Brief - Each image should be skipped while the records are restated word for word.

Natural-language object grounding data:
——————

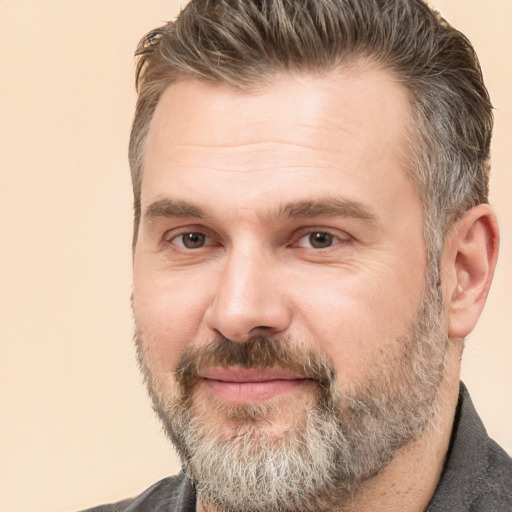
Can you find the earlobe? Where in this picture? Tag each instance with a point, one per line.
(469, 260)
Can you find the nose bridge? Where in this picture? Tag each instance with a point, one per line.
(248, 300)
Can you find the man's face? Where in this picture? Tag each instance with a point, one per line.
(279, 273)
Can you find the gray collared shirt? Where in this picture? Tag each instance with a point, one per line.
(477, 476)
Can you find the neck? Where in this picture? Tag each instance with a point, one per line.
(409, 481)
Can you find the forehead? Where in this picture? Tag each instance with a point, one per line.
(347, 128)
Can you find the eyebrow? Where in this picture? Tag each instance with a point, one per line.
(171, 208)
(327, 207)
(323, 207)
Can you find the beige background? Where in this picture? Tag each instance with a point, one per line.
(76, 427)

——————

Answer box -
Can you find the earlobe? Where in this picture? Tag each instance with a point, one per line.
(469, 260)
Can you find the nose bridge? Where in this picture? Tag each instance with a point, one per line.
(248, 300)
Can you find the man's face? Where in this picture? Tag each instance with a point, one per line.
(279, 273)
Can you find the gray collared shirt? Where in this picture? Tag each instance with a point, one per line.
(477, 476)
Can you find the neck? Where in this picture? Tag each instance with a point, one per line.
(409, 481)
Can you find the forehead? Where in this picture? Tag each instance with a point, one per line.
(347, 128)
Can you find the eyebrow? Where in this picture? Tag each instance with a point, one per line.
(171, 208)
(327, 207)
(323, 207)
Can you find the beige background? Where in this picture? Tag each instance with a point, one per line.
(76, 427)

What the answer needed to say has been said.